## Source text

- Opening Delimiter -

Heart Surgery- Part 1


The day was Thursday, July 25, 1963. If you have read my post entitled My Humble Beginnings, you know that I was born with a heart defect known as

Tetralogy of Fallot, which includes a ventricular septal defect…in other words, I had a hole in my heart between the two lower chambers, or ventricles. In 1963, open heart surgery was still a new procedure and performing it on babies was not even thought of yet. As I became a little older, the time came for the surgery to be performed and July 25 was chosen as the big day.

I didn’t know until just a couple of years ago, that Dr. Denton A. Cooley

http://www.texasheartinstitute.org/AboutUs/history/cooley.cfm

not only performed this major surgery when I was 8 years old, he also performed the earlier surgery on me when I was around 3 years old… the Blalock-Taussig Shunt Procedure.

http://www.childrensheartinstitute.org/educate/gallery/btshunt.htm

Wow… Dr. Cooley took care of me both times! The Lord really used him in a major way in my life and I had the joy and privilege of finally having the opportunity to thank him in person a couple of years ago.

Getting back to the story, I was to have the surgery in Texas Children’s Hospital. http://www.texaschildrens.org/

There are certain details that I remember very clearly, which I will share with you. I’m not sure when I was actually admitted into the hospital, but my Mom told me that, the night before the actual surgery, she was in my room, looking out of the hospital window and she could see the steeple of a church across the street. She prayed (Thank the Lord I had a praying mother!) and as she prayed, she actually used that opportunity to dedicate me to God.  I’m so glad that she did!

I don’t remember the surgery itself, but I do remember waking up in a big room in a bed under an oxygen tent. The tent covered the entire bed, so I was completely covered, in addition to having a nozzle over my nose and mouth to literally “feed” oxygen into my body and breathe for me until I was strong enough to breathe on my own.  Now, keep in mind that I am an 8-year-old girl who has just had surgery, is laying in a bed under a tent, can’t see what is going on around me, day in and day out, nothing to do, and I became a little bit bored.  So I decided, just out of curiosity, to come out from under the little nozzle that was feeding oxygen into my nose and see what would happen. The second that I came out from under that little nozzle, my entire body started to shake uncontrollably! Back under the nozzle I went! A few minutes later, I decided to try it again…same thing happened…back under the nozzle I went. I decided to try it a third time and…this time, I couldn’t find the nozzle!!! I had been doing this while my eyes were still closed, but I felt around for about 3-4 seconds and finally found the nozzle again. It was as if the Lord was saying to me, “OK, Darla, enough of that! You had better stay under the nozzle and just lay still and rest.”

Another adventure I had while under the tent was… Mom told me that there was a little boy in the bed next to me and I decided that I wanted to send him little notes. I told Mom what I wanted to say to him and she wrote it on a piece of paper and gave it to the little boy’s mother. The boy wrote a message back, by way of his mom, and this way, we could send messages back and forth via our moms and have something entertaining to do while we laid under the wonderful oxygen tents.

Mom also told me, years later that, before the surgery, my lips and nails were always blue, due to the poor circulation. In fact, I can remember, as a child, if I went in swimming or just got cold outside, my lips and nails would be almost navy blue. My lips looked like I had just eaten a grape popsickle! After the surgery while I was in recovery, Mom said that the first thing she noticed was how healthy and pink my nails and lips were! Yea!!!

I also found out, years later, that instead of giving me blood transfusions during the surgery, I was hooked up to a heart-lung machine, which recycled my own blood throughout my body during the operation.

- Closing Delimiter -

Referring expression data

- Opening Delimiter -

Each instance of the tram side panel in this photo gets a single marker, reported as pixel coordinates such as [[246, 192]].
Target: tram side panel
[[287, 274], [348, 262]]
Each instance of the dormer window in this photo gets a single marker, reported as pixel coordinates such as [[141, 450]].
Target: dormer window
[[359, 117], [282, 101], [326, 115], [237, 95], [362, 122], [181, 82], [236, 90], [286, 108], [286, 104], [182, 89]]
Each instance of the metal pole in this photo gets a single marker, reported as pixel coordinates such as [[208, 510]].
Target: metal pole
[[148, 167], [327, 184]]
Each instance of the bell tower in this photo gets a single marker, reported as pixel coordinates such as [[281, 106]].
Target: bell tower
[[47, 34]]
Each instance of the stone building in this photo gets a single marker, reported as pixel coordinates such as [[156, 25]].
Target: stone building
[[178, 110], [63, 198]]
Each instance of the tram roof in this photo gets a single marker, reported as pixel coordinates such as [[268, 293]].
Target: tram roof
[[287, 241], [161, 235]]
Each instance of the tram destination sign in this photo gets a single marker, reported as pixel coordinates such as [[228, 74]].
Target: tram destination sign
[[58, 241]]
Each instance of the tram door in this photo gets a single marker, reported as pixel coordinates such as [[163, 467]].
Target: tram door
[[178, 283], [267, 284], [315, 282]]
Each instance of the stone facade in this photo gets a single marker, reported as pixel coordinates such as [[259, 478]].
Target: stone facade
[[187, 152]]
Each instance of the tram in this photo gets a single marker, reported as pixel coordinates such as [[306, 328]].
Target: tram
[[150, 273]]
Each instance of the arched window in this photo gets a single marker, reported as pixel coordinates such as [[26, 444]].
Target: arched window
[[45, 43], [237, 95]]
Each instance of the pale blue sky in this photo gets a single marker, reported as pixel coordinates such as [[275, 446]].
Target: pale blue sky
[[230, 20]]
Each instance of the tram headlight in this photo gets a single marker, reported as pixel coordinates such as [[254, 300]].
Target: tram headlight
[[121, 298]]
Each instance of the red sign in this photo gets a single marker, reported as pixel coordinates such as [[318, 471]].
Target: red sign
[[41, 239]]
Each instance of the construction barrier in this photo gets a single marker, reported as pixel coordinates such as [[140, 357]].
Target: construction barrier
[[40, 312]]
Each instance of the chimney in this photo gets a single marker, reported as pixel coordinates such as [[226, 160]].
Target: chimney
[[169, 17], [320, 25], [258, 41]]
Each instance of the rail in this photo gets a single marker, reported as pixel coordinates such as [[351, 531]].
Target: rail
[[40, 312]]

- Closing Delimiter -

Write out everything in the heart surgery account above from "Tetralogy of Fallot, which" down to "Blalock-Taussig Shunt Procedure.", word for word.

## Completed task
Tetralogy of Fallot, which includes a ventricular septal defect…in other words, I had a hole in my heart between the two lower chambers, or ventricles. In 1963, open heart surgery was still a new procedure and performing it on babies was not even thought of yet. As I became a little older, the time came for the surgery to be performed and July 25 was chosen as the big day.

I didn’t know until just a couple of years ago, that Dr. Denton A. Cooley

http://www.texasheartinstitute.org/AboutUs/history/cooley.cfm

not only performed this major surgery when I was 8 years old, he also performed the earlier surgery on me when I was around 3 years old… the Blalock-Taussig Shunt Procedure.